Problem details —
Below is some material. Set down exactly the line where "grill for player-tracking calibration." appears and all lines after it, and stop at the last line.

Dataset entries —
*****

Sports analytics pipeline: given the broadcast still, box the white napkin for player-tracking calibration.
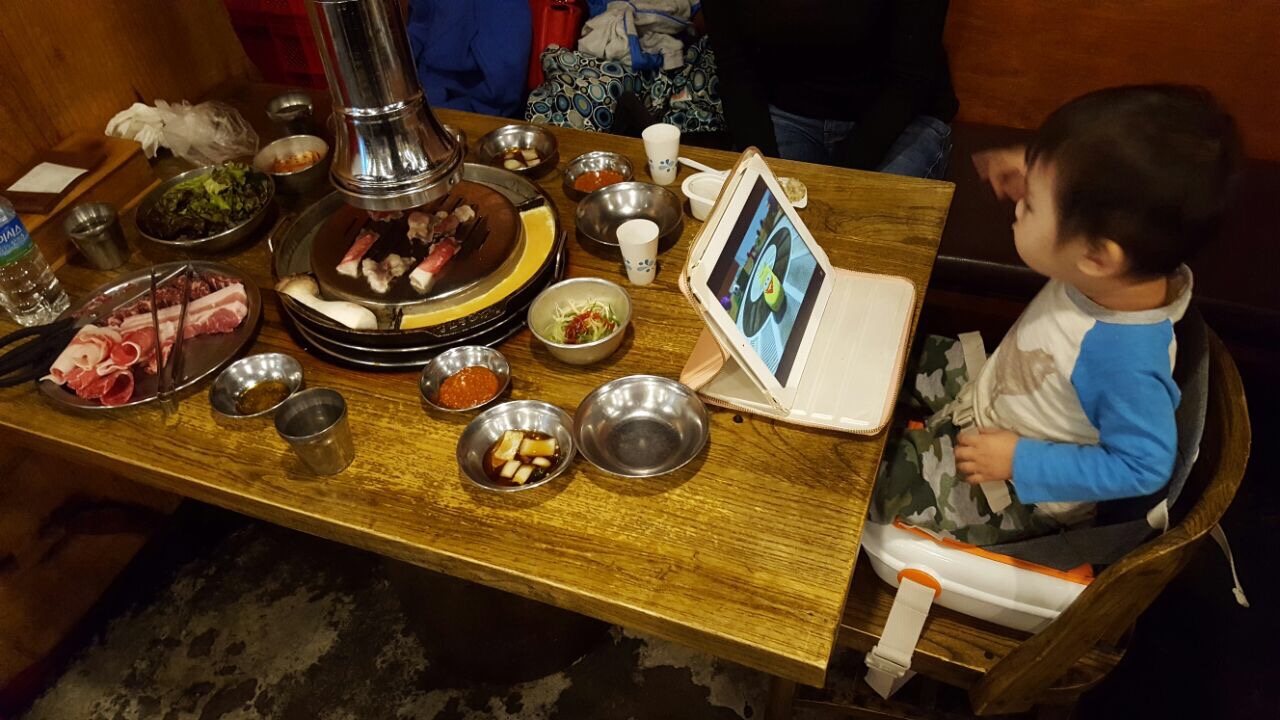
[105,102,167,158]
[6,162,87,194]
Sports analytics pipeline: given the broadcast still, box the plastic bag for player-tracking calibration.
[105,100,259,165]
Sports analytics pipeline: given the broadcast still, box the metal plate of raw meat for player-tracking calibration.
[37,261,262,411]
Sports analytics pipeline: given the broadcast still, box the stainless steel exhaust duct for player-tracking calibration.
[307,0,462,211]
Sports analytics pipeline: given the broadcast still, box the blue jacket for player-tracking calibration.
[407,0,532,117]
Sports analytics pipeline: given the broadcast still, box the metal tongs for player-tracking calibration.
[150,264,193,420]
[0,264,189,388]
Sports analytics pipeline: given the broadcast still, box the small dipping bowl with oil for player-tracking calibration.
[209,353,305,419]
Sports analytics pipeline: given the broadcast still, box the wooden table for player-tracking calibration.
[0,84,952,686]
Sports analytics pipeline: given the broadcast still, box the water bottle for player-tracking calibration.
[0,196,70,326]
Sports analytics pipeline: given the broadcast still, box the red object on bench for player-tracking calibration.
[527,0,586,90]
[224,0,327,89]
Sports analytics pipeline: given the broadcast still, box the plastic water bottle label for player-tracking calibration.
[0,216,33,265]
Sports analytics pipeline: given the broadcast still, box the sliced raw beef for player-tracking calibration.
[42,325,124,385]
[45,282,249,405]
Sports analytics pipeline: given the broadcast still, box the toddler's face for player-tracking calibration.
[1012,161,1088,281]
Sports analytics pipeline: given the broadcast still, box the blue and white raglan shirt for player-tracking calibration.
[971,267,1191,524]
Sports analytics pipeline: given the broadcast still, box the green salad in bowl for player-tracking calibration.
[142,162,272,241]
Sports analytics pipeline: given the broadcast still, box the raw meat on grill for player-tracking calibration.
[360,253,415,294]
[337,230,379,278]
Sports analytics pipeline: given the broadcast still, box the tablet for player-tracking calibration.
[688,156,834,409]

*****

Answer to this problem —
Sports analytics pipeline: given the broadcast still, box the raw meat on grill for player-tracking calibration.
[360,253,415,294]
[337,230,379,278]
Sports analytics pipeline: given the broadcast still, box the tablet for player-tracking calibration.
[688,156,834,409]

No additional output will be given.